● Excerto do texto
⁂

Precisamos mesmo das coronabonds?

A troca de galhardetes entre Norte e Sul da Europa voltou em força em torno das coronabonds. O mecanismo envolve um rebranding da cronicamente contenciosa questão das eurobonds, ou seja, emissão de dívida conjunta por parte dos países da União Monetária.

Estas obrigações seriam emitidas sob a sigla da União, e garantidas pelas finanças de todos os seus países – a famosa mutualização de dívida. Obviamente, que a fatia de leão desta garantia seria fornecida pelos contribuintes dos países com finanças mais equilibradas e essa é precisamente a fonte da divisão entre Norte e Sul. As coronabonds seriam um sinal forte em direção a uma união federal (será que o Sul deseja realmente abrir essa caixa de Pandora?), mas em termos práticos já se encontram ativos mecanismos que permitem uma mutualização de riscos em tudo semelhante.

A meu ver, a insistência num programa de mutualização explícita que continua politicamente tóxico – e que nunca seria aprovado pelos eleitorados a norte nesta fase – serve principalmente propósitos propagandistas numa altura em que muitos incumbentes degladiam-se com um escrutínio sem precedentes dos respetivos sistemas de saúde. Deduzo isto porque foram já ativados mecanismos económicos que permitem a mutualização de grande parte do esforço financeiro para amortecer o choque económico da pandemia.

Temos duas novidades recentes que permitem gerar uma mutualização na prática muito semelhante às coronabonds, com muito menos toxicidade política e burocracia morosa envolvida. Dum lado temos as recentes medidas do BCE que anunciou um programa suplementar de compra de obrigações no valor de 750 mil milhões de euros, o Pandemic Emergency Purchase Programme (PEPP), ao que juntou a abolição do limite percentual – 33 por cento – que pode deter de cada emissão específica (um limite que restringia a capacidade de comprar dívida portuguesa por já deter valores próximos do teto).

⁂

● Material fornecido

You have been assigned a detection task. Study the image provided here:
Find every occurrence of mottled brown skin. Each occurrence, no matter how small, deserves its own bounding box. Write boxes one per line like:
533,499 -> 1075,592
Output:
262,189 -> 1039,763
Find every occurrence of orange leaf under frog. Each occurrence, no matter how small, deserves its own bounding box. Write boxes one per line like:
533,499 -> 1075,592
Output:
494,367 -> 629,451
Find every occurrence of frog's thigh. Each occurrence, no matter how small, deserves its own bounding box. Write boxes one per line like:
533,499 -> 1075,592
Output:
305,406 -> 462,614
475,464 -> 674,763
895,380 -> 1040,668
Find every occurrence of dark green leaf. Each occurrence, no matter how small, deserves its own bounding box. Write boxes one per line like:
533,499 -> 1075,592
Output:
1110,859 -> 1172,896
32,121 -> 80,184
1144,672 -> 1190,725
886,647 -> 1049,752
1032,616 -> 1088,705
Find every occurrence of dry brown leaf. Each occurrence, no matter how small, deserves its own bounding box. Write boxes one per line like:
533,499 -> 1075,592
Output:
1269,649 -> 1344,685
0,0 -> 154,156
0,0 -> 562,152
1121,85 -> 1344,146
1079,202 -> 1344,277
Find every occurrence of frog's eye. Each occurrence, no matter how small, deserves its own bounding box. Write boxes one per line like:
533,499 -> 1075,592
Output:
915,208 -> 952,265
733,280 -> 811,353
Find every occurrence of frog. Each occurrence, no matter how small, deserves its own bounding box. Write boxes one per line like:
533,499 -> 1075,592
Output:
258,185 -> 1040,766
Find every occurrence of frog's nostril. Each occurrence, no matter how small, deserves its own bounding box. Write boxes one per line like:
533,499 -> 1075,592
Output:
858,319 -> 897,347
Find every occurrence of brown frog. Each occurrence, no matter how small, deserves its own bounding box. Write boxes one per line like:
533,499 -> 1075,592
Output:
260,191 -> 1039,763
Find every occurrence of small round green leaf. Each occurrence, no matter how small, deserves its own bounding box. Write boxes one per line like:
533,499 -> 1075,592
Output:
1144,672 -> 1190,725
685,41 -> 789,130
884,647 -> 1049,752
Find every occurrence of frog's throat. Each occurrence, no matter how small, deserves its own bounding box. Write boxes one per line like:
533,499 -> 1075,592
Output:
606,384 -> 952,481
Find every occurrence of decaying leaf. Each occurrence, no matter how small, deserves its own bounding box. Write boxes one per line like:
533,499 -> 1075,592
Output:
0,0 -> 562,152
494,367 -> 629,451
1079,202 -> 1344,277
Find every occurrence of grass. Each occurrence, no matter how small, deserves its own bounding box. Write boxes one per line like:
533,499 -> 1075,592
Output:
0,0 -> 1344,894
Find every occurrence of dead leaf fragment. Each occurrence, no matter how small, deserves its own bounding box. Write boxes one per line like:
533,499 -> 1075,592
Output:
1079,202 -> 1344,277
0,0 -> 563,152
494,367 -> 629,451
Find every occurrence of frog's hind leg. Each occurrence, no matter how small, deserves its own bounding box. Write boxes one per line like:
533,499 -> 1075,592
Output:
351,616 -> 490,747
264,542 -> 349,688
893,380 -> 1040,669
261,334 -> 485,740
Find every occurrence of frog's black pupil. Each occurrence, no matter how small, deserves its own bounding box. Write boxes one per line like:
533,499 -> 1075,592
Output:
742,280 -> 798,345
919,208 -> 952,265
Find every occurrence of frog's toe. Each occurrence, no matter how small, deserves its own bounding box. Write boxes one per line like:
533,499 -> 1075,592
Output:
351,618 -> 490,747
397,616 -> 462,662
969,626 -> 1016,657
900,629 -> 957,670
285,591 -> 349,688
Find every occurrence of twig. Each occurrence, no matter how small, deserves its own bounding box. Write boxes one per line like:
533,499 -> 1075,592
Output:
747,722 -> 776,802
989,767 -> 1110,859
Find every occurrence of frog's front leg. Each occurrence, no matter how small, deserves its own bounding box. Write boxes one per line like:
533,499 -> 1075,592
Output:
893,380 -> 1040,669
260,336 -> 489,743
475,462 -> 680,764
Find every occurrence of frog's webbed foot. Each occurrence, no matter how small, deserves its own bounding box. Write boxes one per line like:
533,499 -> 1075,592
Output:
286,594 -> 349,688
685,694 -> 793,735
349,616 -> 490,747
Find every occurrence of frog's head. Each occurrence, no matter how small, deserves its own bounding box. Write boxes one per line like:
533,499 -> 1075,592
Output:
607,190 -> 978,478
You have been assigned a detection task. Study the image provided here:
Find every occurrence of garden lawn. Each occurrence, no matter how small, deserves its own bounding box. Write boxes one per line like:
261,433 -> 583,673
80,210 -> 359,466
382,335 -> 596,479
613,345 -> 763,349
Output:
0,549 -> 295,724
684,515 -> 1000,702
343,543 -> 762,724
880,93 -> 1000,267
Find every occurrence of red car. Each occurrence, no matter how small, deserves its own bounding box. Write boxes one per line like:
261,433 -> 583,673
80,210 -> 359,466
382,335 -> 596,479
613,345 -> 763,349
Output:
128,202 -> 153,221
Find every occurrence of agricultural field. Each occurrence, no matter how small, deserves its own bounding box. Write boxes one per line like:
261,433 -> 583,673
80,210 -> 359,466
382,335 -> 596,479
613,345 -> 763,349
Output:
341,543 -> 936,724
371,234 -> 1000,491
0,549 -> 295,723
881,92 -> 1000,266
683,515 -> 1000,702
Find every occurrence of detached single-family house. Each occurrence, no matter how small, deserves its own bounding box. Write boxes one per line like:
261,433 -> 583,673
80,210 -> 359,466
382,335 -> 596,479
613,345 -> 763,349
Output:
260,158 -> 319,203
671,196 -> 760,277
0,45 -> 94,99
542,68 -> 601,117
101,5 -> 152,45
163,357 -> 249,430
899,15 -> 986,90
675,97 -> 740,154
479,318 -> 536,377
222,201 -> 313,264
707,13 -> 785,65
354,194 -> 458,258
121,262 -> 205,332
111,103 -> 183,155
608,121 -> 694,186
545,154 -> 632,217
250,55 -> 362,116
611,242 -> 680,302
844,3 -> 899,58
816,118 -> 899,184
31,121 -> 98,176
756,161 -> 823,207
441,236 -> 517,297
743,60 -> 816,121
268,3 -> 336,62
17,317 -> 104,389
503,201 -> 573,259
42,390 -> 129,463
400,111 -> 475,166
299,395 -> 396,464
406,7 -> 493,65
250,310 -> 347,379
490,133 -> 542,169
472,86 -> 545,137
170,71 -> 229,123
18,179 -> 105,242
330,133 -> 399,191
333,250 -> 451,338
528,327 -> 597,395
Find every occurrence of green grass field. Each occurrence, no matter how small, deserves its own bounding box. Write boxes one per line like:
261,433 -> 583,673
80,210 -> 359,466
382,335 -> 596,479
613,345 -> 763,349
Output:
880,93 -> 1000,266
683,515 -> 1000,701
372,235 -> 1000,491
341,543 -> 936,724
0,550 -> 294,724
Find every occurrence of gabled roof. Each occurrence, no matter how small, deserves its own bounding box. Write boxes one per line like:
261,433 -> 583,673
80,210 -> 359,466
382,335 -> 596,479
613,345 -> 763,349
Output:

⁂

● Tarefa 1
Transcreva do texto sobre as coronabonds o trecho começando em "A troca de galhardetes" e seguindo até "em tudo semelhante.".
● Tarefa 2
Continue o texto sobre as coronabonds a partir do ponto em que termina.
Não é preciso recorrer aos itens.

● Resposta final 1
A troca de galhardetes entre Norte e Sul da Europa voltou em força em torno das coronabonds. O mecanismo envolve um rebranding da cronicamente contenciosa questão das eurobonds, ou seja, emissão de dívida conjunta por parte dos países da União Monetária.

Estas obrigações seriam emitidas sob a sigla da União, e garantidas pelas finanças de todos os seus países – a famosa mutualização de dívida. Obviamente, que a fatia de leão desta garantia seria fornecida pelos contribuintes dos países com finanças mais equilibradas e essa é precisamente a fonte da divisão entre Norte e Sul. As coronabonds seriam um sinal forte em direção a uma união federal (será que o Sul deseja realmente abrir essa caixa de Pandora?), mas em termos práticos já se encontram ativos mecanismos que permitem uma mutualização de riscos em tudo semelhante.

● Resposta final 2
Do outro, a União veio eliminar temporariamente os limites de défice em vigor no pacto de estabilidade, permitindo assim mais endividamento público a cada estado membro para responder aos desafios do covid-19. Juntando estas medidas, temos um cocktail muito semelhante às coronabonds com drasticamente menos complicações políticas. Cada estado emite a sua dívida para fazer face ao esforço fiscal e o BCE utiliza o PEPP para a comprar. As obrigações soberanas no balanço do BCE estão na prática mutualizadas e o juro pago é transferido de volta para os cofres de cada país. Entramos num processo de virtual monetização da dívida, em que o risco a ter em conta – neste momento – é o de inflação mais que o orçamental. Sobre essa questão dois pontos:

1. Numa fase de abrupto abrandamento de atividade esse nunca será um risco material; e,

2. É falacioso assumir que uma emissão de coronabonds com dimensão à altura desta crise pudesse ser totalmente absorvida pelo mercado e não precisaria de recorrer a impressão por parte do BCE.

A dramatização em torno do tema coronabonds torna-se portanto na própria fonte de desunião e mal-estar europeu que os seus proponentes alegam querer combater. E mais, representariam um passo marcante em direção a uma união federal que julgo nem os eleitorados do Sul estão prontos a tomar de forma consciente. O revés da moeda de fundos quasi-federalizados – como as coronabonds – é ainda mais perda de soberania nacional.